EXERCISE DETAILS >> Rewrite every line of the records below, requests included, scaling each point coordinate by 0.85 and rounding it to a whole number, with halves rounded up.

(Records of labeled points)
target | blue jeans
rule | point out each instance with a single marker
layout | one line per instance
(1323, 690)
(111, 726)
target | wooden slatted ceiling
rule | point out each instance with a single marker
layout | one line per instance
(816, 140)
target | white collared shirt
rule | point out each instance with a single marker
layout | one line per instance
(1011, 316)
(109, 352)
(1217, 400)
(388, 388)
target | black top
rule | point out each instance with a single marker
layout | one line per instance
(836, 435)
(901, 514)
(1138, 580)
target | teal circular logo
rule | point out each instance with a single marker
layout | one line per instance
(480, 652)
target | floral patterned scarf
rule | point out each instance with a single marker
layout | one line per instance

RESULT OF THIS EXERCISE >>
target | blue jeans
rule | point out each instance with a single marker
layout | one line per instance
(1125, 587)
(94, 617)
target | wooden slatted ceiling
rule | point out each instance with a single marker
layout | one line per instance
(694, 119)
target | white collared shirt
rule | point out each instance with a single marker
layout | one line per instance
(859, 269)
(93, 299)
(1034, 340)
(330, 330)
target | black top
rule | point out each instance with a single marker
layout | one line per instance
(711, 370)
(766, 437)
(967, 493)
target | teal circular logo
rule | point out each instance with a single marker
layout | one line per instance
(408, 554)
target | floral patterned scarf
rule | point out each instance with a single marker
layout | one line per instance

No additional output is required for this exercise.